::: INFORMATION SUPPLIED

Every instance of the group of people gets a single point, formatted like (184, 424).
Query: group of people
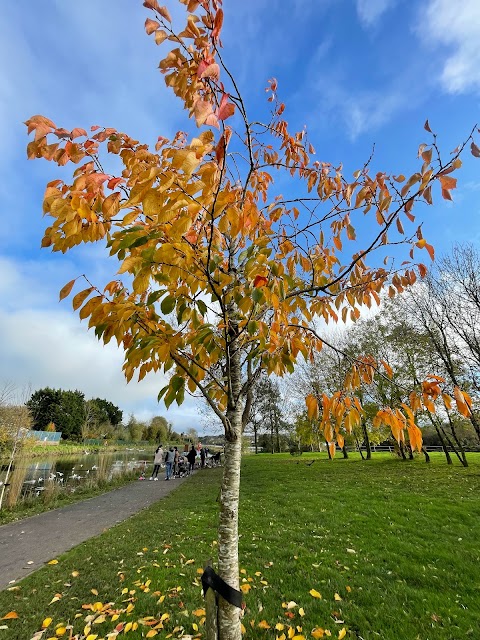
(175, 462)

::::::
::: INFORMATION SUPPLIED

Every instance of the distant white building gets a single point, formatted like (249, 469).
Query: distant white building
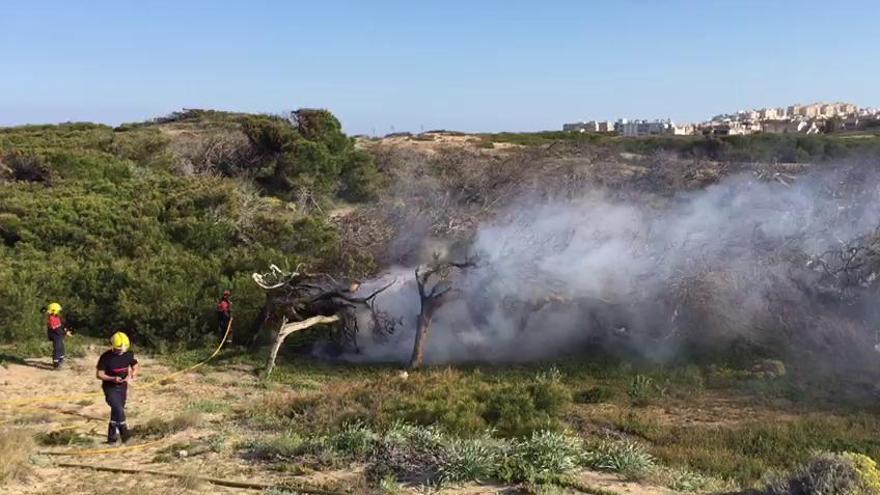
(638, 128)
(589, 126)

::::::

• _PROBLEM_: For each line above that includes the word "like", make a copy of that line.

• _RESULT OF THE EXERCISE_:
Every instance of the group of people gets a single point, formatted like (184, 424).
Every instance of the distant white building gets a single point, formatted like (249, 469).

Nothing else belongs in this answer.